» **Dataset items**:
=-=-=-=-=

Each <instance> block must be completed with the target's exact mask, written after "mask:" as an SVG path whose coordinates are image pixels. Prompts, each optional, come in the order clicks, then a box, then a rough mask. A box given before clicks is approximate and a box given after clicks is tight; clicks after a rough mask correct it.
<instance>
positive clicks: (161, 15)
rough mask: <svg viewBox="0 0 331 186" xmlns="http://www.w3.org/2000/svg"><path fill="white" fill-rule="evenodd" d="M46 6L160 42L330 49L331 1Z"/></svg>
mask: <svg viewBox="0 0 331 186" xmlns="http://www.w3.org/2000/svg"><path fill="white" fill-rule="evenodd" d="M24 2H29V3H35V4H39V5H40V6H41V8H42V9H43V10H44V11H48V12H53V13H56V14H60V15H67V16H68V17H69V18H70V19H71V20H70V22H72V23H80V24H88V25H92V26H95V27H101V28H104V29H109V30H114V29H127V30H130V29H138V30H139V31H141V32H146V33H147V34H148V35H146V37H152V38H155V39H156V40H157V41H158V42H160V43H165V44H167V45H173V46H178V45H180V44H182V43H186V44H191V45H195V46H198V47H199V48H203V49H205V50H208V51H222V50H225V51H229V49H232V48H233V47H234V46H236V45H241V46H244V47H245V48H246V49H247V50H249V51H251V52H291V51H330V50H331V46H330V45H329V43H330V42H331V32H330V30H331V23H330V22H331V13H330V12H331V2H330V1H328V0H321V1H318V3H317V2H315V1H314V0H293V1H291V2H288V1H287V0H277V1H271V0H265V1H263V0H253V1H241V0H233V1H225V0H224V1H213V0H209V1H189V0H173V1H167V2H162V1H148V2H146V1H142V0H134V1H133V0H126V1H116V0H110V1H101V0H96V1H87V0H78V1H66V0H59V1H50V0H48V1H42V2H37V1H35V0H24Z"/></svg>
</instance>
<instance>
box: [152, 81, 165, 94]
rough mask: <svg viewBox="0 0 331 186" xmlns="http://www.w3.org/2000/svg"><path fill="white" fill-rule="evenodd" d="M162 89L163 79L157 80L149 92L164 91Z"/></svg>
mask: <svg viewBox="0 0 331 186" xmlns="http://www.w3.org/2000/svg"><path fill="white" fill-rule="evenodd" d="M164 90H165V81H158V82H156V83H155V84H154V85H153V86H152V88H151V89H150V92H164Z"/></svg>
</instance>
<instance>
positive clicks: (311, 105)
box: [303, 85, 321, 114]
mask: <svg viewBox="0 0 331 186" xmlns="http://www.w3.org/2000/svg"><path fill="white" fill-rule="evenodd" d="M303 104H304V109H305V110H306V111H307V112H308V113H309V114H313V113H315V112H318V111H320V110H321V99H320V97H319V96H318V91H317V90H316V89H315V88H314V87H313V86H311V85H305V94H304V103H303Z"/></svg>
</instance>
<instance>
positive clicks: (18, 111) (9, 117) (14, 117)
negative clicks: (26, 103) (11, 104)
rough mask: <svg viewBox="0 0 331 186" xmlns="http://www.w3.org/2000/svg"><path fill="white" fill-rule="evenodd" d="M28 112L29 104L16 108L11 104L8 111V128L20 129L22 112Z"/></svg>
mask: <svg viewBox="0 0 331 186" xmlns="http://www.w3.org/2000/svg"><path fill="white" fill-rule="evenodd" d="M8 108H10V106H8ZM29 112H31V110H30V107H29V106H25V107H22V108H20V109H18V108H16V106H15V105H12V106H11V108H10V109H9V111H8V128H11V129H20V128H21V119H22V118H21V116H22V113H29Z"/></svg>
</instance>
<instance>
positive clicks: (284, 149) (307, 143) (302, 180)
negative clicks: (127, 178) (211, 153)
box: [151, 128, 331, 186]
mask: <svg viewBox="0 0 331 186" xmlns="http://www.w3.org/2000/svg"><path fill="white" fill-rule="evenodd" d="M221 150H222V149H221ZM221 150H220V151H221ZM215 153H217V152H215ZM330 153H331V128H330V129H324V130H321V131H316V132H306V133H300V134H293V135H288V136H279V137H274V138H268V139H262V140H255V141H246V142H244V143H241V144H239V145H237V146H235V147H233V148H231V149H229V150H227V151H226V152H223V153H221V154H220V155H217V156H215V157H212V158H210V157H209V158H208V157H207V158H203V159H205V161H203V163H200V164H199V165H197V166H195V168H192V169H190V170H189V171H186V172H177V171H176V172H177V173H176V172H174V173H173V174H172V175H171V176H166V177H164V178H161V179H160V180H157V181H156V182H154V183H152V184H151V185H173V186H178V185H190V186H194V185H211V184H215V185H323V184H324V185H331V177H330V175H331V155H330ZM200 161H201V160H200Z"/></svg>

=-=-=-=-=

Edit the data above so that each "positive clicks" becomes "foreground clicks", with nothing else altered.

Each <instance> block must be completed with the target's exact mask, written after "mask:" as an SVG path whose coordinates are image pixels. Prompts, each optional, come in the order clicks, then a box, then a rough mask. A box given before clicks is approximate and a box given after clicks is tight; clicks after a rough mask correct it.
<instance>
foreground clicks: (161, 15)
rough mask: <svg viewBox="0 0 331 186" xmlns="http://www.w3.org/2000/svg"><path fill="white" fill-rule="evenodd" d="M46 6L160 42L330 49L331 1Z"/></svg>
mask: <svg viewBox="0 0 331 186" xmlns="http://www.w3.org/2000/svg"><path fill="white" fill-rule="evenodd" d="M24 2H29V3H35V4H39V5H40V6H41V8H42V9H43V10H44V11H48V12H53V13H56V14H60V15H67V16H68V17H69V18H70V19H71V20H70V22H72V23H80V24H88V25H92V26H95V27H101V28H104V29H109V30H114V29H127V30H130V29H138V30H139V31H141V32H146V33H147V34H148V35H146V37H152V38H155V39H156V40H157V41H158V42H160V43H165V44H167V45H173V46H178V45H180V44H182V43H186V44H191V45H195V46H198V47H199V48H203V49H205V50H208V51H222V50H225V51H229V49H232V48H233V47H234V46H236V45H241V46H244V47H245V48H246V49H247V50H249V51H251V52H291V51H330V50H331V46H330V45H329V43H330V42H331V32H330V30H331V23H330V22H331V13H330V12H331V2H330V1H328V0H321V1H318V3H317V2H315V1H314V0H293V1H291V2H288V1H287V0H277V1H271V0H265V1H263V0H253V1H241V0H233V1H225V0H224V1H213V0H209V1H189V0H173V1H167V2H162V1H148V2H146V1H142V0H134V1H133V0H126V1H116V0H110V1H101V0H96V1H87V0H78V1H66V0H59V1H50V0H48V1H42V2H37V1H35V0H24Z"/></svg>
</instance>
<instance>
box: [152, 81, 165, 94]
rough mask: <svg viewBox="0 0 331 186" xmlns="http://www.w3.org/2000/svg"><path fill="white" fill-rule="evenodd" d="M162 89L163 79L157 80L149 92L164 91Z"/></svg>
mask: <svg viewBox="0 0 331 186" xmlns="http://www.w3.org/2000/svg"><path fill="white" fill-rule="evenodd" d="M164 90H165V81H158V82H156V83H155V84H154V85H153V86H152V88H151V89H150V92H164Z"/></svg>
</instance>
<instance>
foreground clicks: (311, 105)
box: [303, 85, 321, 114]
mask: <svg viewBox="0 0 331 186" xmlns="http://www.w3.org/2000/svg"><path fill="white" fill-rule="evenodd" d="M303 104H304V109H305V110H306V111H307V112H308V113H309V114H313V113H315V112H318V111H320V110H321V99H320V97H319V96H318V91H317V90H316V89H315V88H314V87H313V86H311V85H305V94H304V103H303Z"/></svg>
</instance>
<instance>
foreground clicks: (18, 111) (9, 117) (14, 117)
negative clicks: (26, 103) (11, 104)
rough mask: <svg viewBox="0 0 331 186" xmlns="http://www.w3.org/2000/svg"><path fill="white" fill-rule="evenodd" d="M28 112L29 104L16 108L11 104L8 111V128L20 129L22 112Z"/></svg>
mask: <svg viewBox="0 0 331 186" xmlns="http://www.w3.org/2000/svg"><path fill="white" fill-rule="evenodd" d="M8 108H10V106H8ZM29 112H31V110H30V107H29V106H25V107H22V108H20V109H18V108H16V106H15V105H12V106H11V108H10V109H9V111H8V128H11V129H20V128H21V119H22V118H21V116H22V113H29Z"/></svg>
</instance>
<instance>
foreground clicks: (284, 149) (307, 143) (302, 180)
negative clicks: (127, 178) (211, 153)
box: [151, 128, 331, 186]
mask: <svg viewBox="0 0 331 186" xmlns="http://www.w3.org/2000/svg"><path fill="white" fill-rule="evenodd" d="M221 150H222V149H221ZM221 150H220V151H221ZM215 153H217V152H215ZM330 153H331V128H330V129H324V130H321V131H316V132H306V133H300V134H293V135H288V136H279V137H274V138H268V139H262V140H255V141H246V142H244V143H241V144H239V145H237V146H235V147H233V148H231V149H229V150H227V151H226V152H223V153H221V154H220V155H217V156H215V157H212V158H210V157H209V158H208V157H207V158H203V159H205V161H203V163H200V164H199V165H197V166H195V168H192V169H190V170H189V171H186V172H177V171H176V172H177V173H176V172H174V173H173V174H172V175H171V176H166V177H164V178H161V179H160V180H157V181H156V182H154V183H152V184H151V185H173V186H178V185H190V186H194V185H211V184H215V185H323V184H324V185H331V177H330V175H331V155H330ZM200 161H201V160H200Z"/></svg>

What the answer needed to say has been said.